Return every line of the data below that contains the word "horizon", matching its case exactly.

(Stored data)
[start]

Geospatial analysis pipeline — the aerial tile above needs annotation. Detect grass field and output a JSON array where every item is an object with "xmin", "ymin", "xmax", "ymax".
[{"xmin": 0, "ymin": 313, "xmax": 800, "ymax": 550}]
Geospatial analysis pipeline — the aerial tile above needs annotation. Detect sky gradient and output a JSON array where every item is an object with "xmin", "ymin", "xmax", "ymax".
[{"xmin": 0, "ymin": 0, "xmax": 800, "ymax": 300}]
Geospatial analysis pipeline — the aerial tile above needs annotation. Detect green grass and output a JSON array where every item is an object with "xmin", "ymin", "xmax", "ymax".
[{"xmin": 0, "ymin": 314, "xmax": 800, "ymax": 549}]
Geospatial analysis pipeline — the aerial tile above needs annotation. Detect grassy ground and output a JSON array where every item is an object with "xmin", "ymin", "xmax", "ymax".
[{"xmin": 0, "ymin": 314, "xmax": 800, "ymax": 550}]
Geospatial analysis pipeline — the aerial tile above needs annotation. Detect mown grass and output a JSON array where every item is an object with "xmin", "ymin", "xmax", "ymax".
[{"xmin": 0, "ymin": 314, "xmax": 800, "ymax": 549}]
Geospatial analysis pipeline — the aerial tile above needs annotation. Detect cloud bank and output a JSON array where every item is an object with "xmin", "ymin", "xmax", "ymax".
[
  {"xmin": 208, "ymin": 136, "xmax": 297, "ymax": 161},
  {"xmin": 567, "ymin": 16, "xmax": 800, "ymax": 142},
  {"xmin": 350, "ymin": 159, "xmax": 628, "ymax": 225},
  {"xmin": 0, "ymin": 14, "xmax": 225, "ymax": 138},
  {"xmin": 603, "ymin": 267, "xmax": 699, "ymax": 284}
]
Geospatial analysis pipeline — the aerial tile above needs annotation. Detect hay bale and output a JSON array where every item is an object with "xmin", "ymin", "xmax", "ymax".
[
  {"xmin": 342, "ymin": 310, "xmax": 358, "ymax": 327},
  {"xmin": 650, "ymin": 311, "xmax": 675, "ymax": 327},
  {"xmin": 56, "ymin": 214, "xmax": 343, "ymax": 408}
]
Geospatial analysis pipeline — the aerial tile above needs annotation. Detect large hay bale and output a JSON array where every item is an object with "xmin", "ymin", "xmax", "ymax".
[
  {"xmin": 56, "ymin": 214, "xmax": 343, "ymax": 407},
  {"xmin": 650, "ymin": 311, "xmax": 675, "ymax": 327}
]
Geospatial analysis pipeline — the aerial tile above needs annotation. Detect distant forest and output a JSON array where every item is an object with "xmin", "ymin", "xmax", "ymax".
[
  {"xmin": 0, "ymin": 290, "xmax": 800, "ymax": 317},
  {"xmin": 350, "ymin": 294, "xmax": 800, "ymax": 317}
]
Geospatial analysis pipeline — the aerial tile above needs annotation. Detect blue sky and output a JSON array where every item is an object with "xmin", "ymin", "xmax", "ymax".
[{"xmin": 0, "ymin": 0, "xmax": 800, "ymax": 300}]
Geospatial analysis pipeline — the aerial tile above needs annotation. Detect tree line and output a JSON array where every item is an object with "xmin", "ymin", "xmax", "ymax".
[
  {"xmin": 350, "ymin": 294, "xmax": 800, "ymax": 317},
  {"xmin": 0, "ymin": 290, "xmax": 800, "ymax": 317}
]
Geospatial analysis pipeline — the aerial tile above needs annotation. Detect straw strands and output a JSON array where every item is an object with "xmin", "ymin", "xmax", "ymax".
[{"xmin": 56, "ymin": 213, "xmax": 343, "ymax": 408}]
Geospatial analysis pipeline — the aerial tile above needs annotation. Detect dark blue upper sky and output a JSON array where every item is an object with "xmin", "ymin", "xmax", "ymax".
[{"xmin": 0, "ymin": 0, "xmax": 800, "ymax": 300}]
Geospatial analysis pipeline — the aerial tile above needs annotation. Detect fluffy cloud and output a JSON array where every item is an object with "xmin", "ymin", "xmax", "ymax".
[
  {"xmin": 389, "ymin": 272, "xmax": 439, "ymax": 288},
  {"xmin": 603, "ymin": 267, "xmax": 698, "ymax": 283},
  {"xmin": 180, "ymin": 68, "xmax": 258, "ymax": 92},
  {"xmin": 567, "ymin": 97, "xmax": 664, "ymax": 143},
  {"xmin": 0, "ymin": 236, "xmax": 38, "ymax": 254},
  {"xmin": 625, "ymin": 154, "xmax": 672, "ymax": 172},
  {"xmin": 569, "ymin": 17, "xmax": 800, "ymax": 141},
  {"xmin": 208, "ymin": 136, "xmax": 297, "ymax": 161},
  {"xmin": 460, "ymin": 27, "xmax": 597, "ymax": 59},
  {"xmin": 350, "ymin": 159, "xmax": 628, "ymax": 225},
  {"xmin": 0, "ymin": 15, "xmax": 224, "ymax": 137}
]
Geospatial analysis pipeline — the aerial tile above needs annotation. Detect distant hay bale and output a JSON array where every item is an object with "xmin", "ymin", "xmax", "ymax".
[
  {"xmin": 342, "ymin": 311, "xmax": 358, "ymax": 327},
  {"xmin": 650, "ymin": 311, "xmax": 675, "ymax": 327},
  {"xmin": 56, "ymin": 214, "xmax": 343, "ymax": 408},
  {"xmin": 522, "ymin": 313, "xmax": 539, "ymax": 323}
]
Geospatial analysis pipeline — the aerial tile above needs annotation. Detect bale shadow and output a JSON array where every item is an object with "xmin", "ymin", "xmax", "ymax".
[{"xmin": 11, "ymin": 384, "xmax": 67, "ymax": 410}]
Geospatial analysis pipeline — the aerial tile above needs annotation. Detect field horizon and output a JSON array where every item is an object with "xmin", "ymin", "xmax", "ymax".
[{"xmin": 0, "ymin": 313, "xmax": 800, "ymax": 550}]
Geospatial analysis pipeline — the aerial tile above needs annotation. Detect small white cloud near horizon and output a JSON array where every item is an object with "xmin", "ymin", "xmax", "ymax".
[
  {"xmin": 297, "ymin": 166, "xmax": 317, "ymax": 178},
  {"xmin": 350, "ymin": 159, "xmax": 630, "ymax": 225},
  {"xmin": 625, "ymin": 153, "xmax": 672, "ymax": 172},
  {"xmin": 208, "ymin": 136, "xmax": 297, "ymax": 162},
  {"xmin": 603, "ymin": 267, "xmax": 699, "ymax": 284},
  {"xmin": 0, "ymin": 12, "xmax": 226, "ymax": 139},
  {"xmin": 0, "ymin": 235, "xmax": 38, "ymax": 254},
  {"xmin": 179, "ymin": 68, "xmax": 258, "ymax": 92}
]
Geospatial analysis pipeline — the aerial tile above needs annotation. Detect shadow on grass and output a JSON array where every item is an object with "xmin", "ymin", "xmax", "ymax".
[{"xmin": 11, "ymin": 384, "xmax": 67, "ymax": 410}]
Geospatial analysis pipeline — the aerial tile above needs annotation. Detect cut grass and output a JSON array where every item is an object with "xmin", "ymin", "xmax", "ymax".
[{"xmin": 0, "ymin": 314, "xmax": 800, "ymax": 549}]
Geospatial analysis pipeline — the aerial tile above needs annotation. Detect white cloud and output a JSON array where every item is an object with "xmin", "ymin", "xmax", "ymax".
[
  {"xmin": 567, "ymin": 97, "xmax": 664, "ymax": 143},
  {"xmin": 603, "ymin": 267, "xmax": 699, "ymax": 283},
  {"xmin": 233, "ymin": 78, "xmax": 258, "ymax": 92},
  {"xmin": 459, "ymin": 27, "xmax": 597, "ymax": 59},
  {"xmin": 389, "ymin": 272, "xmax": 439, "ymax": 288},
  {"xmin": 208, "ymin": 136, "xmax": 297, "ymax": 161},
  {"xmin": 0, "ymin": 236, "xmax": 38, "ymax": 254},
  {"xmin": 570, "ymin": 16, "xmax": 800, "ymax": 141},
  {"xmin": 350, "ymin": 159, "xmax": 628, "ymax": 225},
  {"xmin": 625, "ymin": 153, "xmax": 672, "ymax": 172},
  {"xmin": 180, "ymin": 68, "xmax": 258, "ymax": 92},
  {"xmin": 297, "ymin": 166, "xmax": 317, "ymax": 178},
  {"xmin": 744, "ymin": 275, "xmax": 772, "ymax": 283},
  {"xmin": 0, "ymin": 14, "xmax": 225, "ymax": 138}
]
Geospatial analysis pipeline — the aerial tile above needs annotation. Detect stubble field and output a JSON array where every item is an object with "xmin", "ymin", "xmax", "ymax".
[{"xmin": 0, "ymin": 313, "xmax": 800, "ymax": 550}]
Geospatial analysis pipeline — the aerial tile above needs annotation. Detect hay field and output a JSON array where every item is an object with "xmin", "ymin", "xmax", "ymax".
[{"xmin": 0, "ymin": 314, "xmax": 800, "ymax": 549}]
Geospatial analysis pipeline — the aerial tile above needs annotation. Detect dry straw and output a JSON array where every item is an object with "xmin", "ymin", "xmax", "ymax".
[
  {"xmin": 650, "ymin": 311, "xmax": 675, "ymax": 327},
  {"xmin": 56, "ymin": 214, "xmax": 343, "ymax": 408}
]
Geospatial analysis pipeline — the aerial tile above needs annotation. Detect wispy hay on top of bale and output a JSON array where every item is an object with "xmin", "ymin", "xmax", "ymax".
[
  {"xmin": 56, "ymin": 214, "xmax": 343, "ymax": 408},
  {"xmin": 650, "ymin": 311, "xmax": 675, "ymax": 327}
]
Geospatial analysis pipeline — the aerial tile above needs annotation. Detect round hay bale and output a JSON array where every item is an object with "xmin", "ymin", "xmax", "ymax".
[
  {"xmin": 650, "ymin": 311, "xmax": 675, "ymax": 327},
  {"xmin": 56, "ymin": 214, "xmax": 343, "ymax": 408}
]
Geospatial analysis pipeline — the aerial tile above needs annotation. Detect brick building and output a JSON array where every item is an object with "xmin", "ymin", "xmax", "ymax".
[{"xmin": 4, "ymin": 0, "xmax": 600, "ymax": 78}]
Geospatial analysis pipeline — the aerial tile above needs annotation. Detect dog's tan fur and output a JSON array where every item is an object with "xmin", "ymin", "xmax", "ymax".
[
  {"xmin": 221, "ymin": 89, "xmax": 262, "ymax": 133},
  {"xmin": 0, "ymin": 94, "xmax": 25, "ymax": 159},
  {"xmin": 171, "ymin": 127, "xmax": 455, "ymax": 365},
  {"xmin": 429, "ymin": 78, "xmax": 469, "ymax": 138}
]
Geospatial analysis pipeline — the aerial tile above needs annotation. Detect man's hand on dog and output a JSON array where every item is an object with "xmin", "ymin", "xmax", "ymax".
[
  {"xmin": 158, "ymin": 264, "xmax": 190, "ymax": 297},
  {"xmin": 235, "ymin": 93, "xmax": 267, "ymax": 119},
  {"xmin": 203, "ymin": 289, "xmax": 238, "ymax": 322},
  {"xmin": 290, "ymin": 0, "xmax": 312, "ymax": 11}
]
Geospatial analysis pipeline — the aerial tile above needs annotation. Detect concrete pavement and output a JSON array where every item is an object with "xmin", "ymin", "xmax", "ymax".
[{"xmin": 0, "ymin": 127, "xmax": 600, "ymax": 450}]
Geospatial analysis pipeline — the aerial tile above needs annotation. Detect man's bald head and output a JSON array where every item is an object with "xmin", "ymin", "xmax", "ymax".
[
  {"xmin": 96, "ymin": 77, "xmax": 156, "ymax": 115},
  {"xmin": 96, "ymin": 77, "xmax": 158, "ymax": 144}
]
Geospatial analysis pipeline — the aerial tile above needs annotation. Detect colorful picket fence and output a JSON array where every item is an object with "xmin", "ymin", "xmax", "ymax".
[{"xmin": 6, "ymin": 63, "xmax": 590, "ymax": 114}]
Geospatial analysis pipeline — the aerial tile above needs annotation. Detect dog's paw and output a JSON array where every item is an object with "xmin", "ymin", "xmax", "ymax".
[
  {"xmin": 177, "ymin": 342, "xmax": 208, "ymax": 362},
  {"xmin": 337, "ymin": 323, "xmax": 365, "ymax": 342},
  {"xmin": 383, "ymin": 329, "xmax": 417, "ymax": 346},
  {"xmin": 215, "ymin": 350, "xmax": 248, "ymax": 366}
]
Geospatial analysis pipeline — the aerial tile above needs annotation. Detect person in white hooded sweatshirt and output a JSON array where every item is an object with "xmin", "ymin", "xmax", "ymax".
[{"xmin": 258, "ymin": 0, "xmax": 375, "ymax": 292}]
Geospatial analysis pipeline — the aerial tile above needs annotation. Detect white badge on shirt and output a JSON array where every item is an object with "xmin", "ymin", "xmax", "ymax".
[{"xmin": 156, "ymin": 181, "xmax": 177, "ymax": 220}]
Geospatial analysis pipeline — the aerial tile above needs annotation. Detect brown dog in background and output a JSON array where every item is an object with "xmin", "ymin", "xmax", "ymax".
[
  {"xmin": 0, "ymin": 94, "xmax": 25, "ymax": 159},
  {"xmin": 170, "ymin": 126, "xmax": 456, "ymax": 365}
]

[end]

— EXPECTED ANSWER —
Geospatial analysis pipeline — the aerial tile above needs annotation. Detect field horizon and output a JSON array where every item is an object with "xmin", "ymin", "xmax", "ymax".
Geospatial analysis pipeline — the aerial tile above needs annotation. Detect small white cloud near horizon and output a JSON array where every item is an object with "xmin", "ymin", "xmax", "ymax".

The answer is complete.